§ Goal of the exercise: Rewrite the part of the listing from the line containing "Go ahead, prove it: find the engine" through the line containing "416, 519, 454]]" as a numbered list, omitting any blank lines.

§ Input records:
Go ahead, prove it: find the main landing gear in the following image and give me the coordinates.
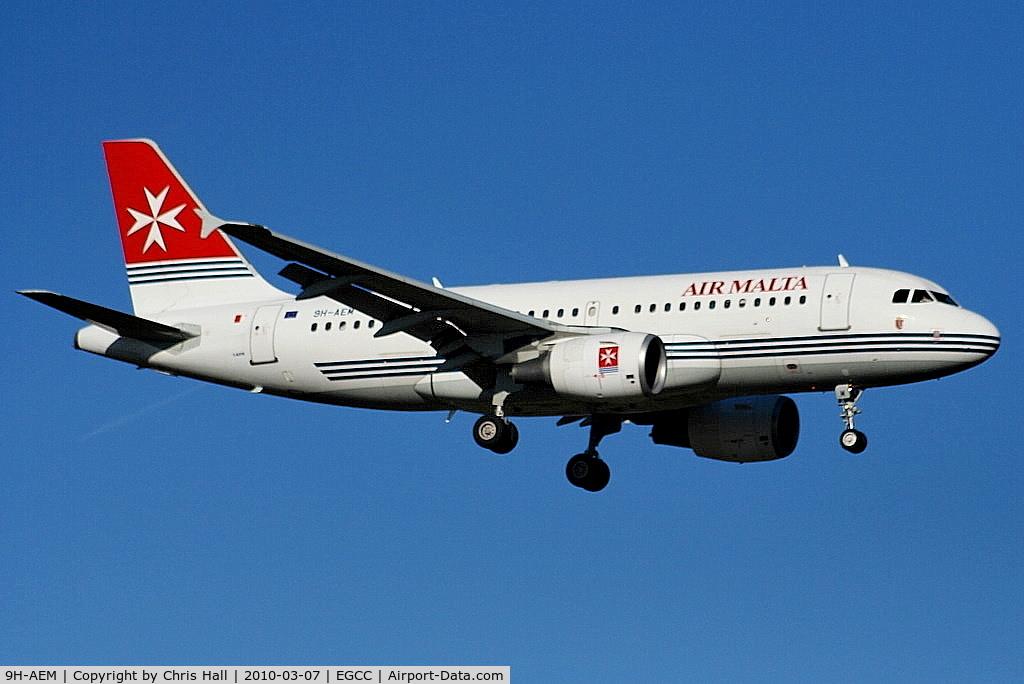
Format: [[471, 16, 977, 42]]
[[473, 416, 519, 454], [473, 416, 623, 491], [836, 385, 867, 454], [565, 416, 623, 491]]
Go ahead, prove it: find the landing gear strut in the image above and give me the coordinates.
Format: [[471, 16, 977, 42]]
[[836, 385, 867, 454], [565, 416, 623, 491]]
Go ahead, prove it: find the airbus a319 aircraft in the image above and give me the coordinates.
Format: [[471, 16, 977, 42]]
[[22, 139, 999, 491]]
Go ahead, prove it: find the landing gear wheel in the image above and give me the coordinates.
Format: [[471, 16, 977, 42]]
[[473, 416, 519, 454], [565, 454, 611, 491], [490, 423, 519, 454], [839, 430, 867, 454]]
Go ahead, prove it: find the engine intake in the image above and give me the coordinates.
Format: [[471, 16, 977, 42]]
[[512, 332, 668, 399]]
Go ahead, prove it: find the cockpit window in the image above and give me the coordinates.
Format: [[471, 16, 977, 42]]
[[932, 290, 959, 306], [893, 290, 959, 306]]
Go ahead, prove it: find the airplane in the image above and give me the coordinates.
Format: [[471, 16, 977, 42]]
[[18, 139, 1000, 491]]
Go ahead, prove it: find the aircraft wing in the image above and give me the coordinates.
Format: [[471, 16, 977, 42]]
[[217, 223, 572, 370], [17, 290, 196, 344]]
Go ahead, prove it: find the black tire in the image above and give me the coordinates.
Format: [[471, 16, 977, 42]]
[[583, 459, 611, 491], [488, 423, 519, 454], [839, 430, 867, 454], [565, 454, 611, 491], [473, 416, 519, 454]]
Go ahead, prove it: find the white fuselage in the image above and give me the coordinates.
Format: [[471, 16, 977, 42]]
[[76, 266, 998, 416]]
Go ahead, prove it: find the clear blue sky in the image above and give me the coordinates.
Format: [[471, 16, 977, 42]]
[[0, 0, 1024, 682]]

§ Finished answer:
1. Go ahead, prove it: find the engine intake in the image above and give me the coordinates.
2. Format: [[471, 16, 977, 42]]
3. [[512, 332, 668, 399]]
4. Go ahead, prove it: find the cockpit window in the image above and give me the coordinates.
5. Format: [[471, 16, 977, 42]]
6. [[932, 290, 959, 306], [893, 290, 959, 306]]
7. Go ahead, prove it: find the airplane in the image above and give me the coordinates.
8. Format: [[471, 16, 977, 42]]
9. [[18, 139, 1000, 491]]
10. Go ahead, prove it: find the aircraft wing in the image above and give me the coordinates.
11. Format: [[471, 16, 977, 42]]
12. [[217, 223, 572, 370], [17, 290, 196, 344]]
13. Go ahead, prove it: find the black tire in the image above and give me the coordinates.
14. Format: [[471, 16, 977, 42]]
15. [[583, 459, 611, 491], [488, 423, 519, 454], [839, 430, 867, 454], [565, 454, 611, 491], [473, 416, 519, 454]]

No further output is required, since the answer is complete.